WHAT NEEDS TO BE DONE: Print the complete listing so that it matches the original exactly.

○ ○ ○ ○

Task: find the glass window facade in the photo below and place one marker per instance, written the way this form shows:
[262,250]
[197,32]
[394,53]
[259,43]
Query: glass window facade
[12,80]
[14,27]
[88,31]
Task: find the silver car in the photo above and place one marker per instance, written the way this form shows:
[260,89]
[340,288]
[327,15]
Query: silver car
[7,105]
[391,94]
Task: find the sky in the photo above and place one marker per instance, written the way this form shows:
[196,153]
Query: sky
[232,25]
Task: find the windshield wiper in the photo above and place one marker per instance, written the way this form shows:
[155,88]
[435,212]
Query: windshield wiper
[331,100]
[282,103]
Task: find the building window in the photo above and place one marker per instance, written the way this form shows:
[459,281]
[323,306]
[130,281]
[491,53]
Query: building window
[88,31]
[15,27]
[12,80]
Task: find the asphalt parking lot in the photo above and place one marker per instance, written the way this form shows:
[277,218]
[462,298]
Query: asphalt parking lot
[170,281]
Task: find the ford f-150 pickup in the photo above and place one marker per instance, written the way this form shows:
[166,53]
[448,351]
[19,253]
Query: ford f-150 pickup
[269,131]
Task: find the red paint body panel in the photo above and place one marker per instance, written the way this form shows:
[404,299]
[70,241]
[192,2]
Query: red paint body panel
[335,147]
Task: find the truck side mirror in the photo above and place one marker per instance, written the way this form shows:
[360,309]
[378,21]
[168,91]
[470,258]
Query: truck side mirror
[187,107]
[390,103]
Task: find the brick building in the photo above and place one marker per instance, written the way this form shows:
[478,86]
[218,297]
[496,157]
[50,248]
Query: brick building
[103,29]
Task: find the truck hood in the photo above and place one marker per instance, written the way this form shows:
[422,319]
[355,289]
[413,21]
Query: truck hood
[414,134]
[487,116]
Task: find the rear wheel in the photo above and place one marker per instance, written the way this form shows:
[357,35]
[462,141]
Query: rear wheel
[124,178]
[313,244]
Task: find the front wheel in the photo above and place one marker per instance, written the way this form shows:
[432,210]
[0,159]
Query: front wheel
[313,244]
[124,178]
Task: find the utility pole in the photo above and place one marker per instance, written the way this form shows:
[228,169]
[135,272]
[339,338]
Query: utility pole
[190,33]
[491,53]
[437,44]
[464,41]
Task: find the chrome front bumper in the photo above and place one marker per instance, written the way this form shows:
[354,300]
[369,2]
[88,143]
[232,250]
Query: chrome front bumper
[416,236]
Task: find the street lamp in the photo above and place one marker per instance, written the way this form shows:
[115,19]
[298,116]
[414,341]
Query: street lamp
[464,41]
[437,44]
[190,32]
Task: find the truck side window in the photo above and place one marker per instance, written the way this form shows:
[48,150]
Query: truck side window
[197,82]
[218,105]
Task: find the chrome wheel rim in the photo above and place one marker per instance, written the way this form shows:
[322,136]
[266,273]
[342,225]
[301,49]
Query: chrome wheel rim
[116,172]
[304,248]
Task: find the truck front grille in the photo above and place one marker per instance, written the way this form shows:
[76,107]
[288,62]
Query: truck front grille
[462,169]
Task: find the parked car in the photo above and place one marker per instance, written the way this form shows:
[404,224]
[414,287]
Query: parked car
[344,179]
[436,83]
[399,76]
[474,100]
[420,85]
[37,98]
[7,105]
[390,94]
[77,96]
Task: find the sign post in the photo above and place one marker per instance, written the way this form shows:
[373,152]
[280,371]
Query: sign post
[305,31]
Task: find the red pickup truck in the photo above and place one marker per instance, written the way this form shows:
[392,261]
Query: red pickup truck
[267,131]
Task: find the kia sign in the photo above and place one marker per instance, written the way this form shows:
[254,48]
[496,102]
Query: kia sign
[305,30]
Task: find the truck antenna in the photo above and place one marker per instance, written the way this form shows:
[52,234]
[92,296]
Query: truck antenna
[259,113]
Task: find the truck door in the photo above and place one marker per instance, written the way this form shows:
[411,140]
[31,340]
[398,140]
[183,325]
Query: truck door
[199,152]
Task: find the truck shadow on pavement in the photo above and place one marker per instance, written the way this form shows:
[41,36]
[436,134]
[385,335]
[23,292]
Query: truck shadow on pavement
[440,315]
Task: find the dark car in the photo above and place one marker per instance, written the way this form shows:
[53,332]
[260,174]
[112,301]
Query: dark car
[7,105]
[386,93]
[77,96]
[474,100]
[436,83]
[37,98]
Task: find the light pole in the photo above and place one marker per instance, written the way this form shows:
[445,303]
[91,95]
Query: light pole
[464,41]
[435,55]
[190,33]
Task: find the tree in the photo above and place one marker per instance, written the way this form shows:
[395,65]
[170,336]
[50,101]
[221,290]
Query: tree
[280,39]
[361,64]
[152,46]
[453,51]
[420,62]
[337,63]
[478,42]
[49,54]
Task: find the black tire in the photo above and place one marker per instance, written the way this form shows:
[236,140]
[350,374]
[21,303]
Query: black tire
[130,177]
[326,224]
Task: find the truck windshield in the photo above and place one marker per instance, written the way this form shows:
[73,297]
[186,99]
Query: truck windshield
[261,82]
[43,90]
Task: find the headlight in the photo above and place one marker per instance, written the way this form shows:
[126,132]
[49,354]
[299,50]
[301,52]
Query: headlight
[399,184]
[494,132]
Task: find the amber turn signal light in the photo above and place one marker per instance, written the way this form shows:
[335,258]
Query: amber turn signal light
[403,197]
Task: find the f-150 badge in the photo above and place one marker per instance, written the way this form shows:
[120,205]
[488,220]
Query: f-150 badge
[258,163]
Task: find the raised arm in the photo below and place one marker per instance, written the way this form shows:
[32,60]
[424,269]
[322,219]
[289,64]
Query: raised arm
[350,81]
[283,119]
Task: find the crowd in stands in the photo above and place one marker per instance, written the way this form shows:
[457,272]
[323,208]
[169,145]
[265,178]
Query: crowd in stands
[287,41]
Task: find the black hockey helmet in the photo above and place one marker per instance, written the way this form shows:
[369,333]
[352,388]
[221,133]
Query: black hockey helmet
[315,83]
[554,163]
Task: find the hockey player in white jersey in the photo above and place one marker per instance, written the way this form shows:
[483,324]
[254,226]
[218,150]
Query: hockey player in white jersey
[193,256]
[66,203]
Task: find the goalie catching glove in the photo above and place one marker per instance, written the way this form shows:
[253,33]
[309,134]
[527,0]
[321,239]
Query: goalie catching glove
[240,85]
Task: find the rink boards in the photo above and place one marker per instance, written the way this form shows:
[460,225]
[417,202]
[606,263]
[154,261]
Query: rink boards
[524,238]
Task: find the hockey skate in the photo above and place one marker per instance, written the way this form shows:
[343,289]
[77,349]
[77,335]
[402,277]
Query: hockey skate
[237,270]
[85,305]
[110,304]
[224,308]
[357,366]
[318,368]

○ ○ ○ ○

ANSWER BOX:
Task: find the glass window facade in the photo below and place one marker per instance, written the way this form shows:
[262,250]
[197,32]
[394,53]
[259,43]
Query: glass window facade
[12,80]
[14,27]
[88,31]
Task: find the silver car in the photo above and place one marker per instance, written the way this form shows:
[260,89]
[340,288]
[327,15]
Query: silver car
[7,105]
[391,94]
Task: find the sky in the photo above and place one marker per instance, written the way this form shows:
[196,153]
Query: sky
[232,25]
Task: find the windshield wiper in the photo above and place one marker per instance, written the way this form shows:
[155,88]
[435,212]
Query: windshield wiper
[331,100]
[282,103]
Task: find the building window in the photo above and place one marker per instance, written the way this form shows:
[459,281]
[323,306]
[130,281]
[491,53]
Query: building window
[88,31]
[15,27]
[12,80]
Task: find the asphalt parking lot in the photo above and place one marker per instance, written the way this form shows:
[277,218]
[462,298]
Query: asphalt parking lot
[170,281]
Task: find the ford f-150 pickup in the photo above and place one marker per instance, written the way this form shows:
[166,53]
[448,351]
[19,253]
Query: ford f-150 pickup
[269,131]
Task: find the red paint body panel in the photo above and place one marker per instance, written the way this form shows:
[404,299]
[70,241]
[192,2]
Query: red paint body panel
[335,147]
Task: find the truck side mirror in the photo above and place one marker per instance, written the way this form shows:
[360,309]
[378,21]
[168,91]
[470,258]
Query: truck side mirror
[187,107]
[390,103]
Task: find the brick building in the photo above and place one marker per instance, written the way this form shows:
[478,86]
[218,297]
[496,157]
[50,248]
Query: brick building
[103,29]
Task: find the truck hood in the photo above and place one marker per instance, written the way this form shows:
[422,319]
[355,289]
[413,21]
Query: truck hood
[414,134]
[487,116]
Task: find the rear wheel in the photo above and place one marker per instance, written the way this form shows:
[357,35]
[462,141]
Query: rear wheel
[124,178]
[313,244]
Task: find the front wheel in the photo above and place one marker per instance, written the way this form shows:
[432,210]
[0,159]
Query: front wheel
[313,244]
[124,178]
Task: find the utility pole in the photo above and place one marker per instance, written the way this form shows:
[228,169]
[135,272]
[339,338]
Query: utility pole
[190,33]
[491,53]
[437,44]
[464,41]
Task: find the chrome front bumper in the photo above and place one marker per instance, written the way this form shows:
[354,300]
[369,2]
[88,143]
[232,250]
Query: chrome front bumper
[416,236]
Task: find the street lamp in the photo above and place one marker per instance, written the way this form shows:
[115,19]
[298,116]
[414,341]
Query: street lamp
[464,41]
[437,44]
[190,32]
Task: find the truck side window in the photo above and place one marker per instance, written the way this form shows:
[48,150]
Query: truck side window
[197,82]
[218,105]
Task: find the chrome wheel rim in the photo above and place one marker per instance, written the way this form shows:
[322,136]
[266,273]
[342,225]
[301,49]
Query: chrome wheel rim
[116,172]
[304,248]
Task: find the truck front grille in the photo above and place one marker per instance, written the way this form shows:
[76,107]
[288,62]
Query: truck front grille
[462,169]
Task: find the parked car in the photo above and place one marker per instance, written the way this form shows:
[404,224]
[414,287]
Query: parked car
[344,179]
[436,83]
[399,76]
[474,100]
[420,85]
[37,98]
[7,105]
[390,94]
[77,96]
Task: find the sign post in the photo above and place one marker per instance, written the way this form shows:
[373,152]
[280,371]
Query: sign post
[305,31]
Task: find the red pickup truck in the photo above and place one marker per instance, written the way this form shows:
[392,261]
Query: red pickup truck
[267,131]
Task: find the kia sign in the photo above and place one marker per instance, written the way this form shows:
[254,48]
[496,102]
Query: kia sign
[305,30]
Task: find the truck antenna in the photo above and place one marker per instance, written the way this form shows:
[52,234]
[92,296]
Query: truck antenna
[259,113]
Task: find the truck door in the photo above and place one marker per instance, written the way this form shows:
[411,140]
[31,340]
[398,140]
[183,325]
Query: truck door
[199,152]
Task: find the truck shadow on pavement in the photo above and place one marker per instance, written the way this form shows:
[41,36]
[436,134]
[385,335]
[23,292]
Query: truck shadow on pavement
[440,315]
Task: find the dark car in the photo above and place one marker per instance, written the way this form shows:
[53,332]
[260,174]
[112,301]
Query: dark car
[7,105]
[386,93]
[77,96]
[474,100]
[436,83]
[37,98]
Task: find the light pole in the photo above and place one marker per instance, written the way this form shows:
[445,303]
[91,95]
Query: light pole
[464,41]
[435,55]
[190,33]
Task: find the tree in the photo above and place one marker per instance, written the way this form shows:
[395,65]
[170,336]
[50,101]
[221,290]
Query: tree
[280,39]
[361,64]
[152,46]
[453,51]
[420,62]
[337,63]
[478,42]
[49,54]
Task: find the black tire in the photo above and place one marker per instance, written the way this form shows:
[236,140]
[350,374]
[21,303]
Query: black tire
[130,177]
[326,224]
Task: find the truck windshield in the photo above and place one marker per instance, written the way this form shows:
[73,297]
[186,99]
Query: truck windshield
[261,82]
[43,90]
Task: find the headlight in the photo above and place one marker per instance, written the way this form shows:
[126,132]
[49,354]
[299,50]
[301,52]
Query: headlight
[399,184]
[494,132]
Task: find the amber turn signal light in the photo above and place one marker per instance, written the way this form shows:
[335,258]
Query: amber turn signal light
[403,197]
Task: find the f-150 badge in the photo above and place one marker per instance, written the way this form shows:
[120,205]
[488,220]
Query: f-150 badge
[258,163]
Task: find the raised arm in the photo below and place one marker per instance, written the way this form shows:
[32,60]
[424,269]
[322,219]
[289,64]
Query: raised arm
[350,81]
[283,119]
Task: find the crowd in stands in the photo above and place one marker per instance, written the way this form shows:
[457,272]
[323,208]
[169,145]
[265,178]
Query: crowd in stands
[287,41]
Task: find the black hockey helmet in the photo above and place one marker per instance, written the way this form shows:
[369,333]
[352,388]
[221,133]
Query: black hockey helmet
[315,83]
[554,163]
Task: find the hockey player in white jersey in the photo above and place one marker per instance, written the way this form shows:
[483,324]
[254,226]
[218,150]
Query: hockey player in white jersey
[193,256]
[66,203]
Task: find the goalie catching glove in the photo above and place one marker per instance, written the way this form shows:
[253,33]
[309,134]
[527,0]
[321,239]
Query: goalie catching glove
[240,85]
Task: find the rink boards in the photo above and place one marker per instance, written the way this form shows:
[460,225]
[417,202]
[606,263]
[154,261]
Query: rink boards
[524,238]
Task: find the hockey skate in the photo above and place one marker per instance, written the way this form shows:
[343,289]
[77,349]
[77,335]
[402,277]
Query: hockey skate
[237,270]
[85,305]
[110,304]
[224,308]
[357,366]
[318,368]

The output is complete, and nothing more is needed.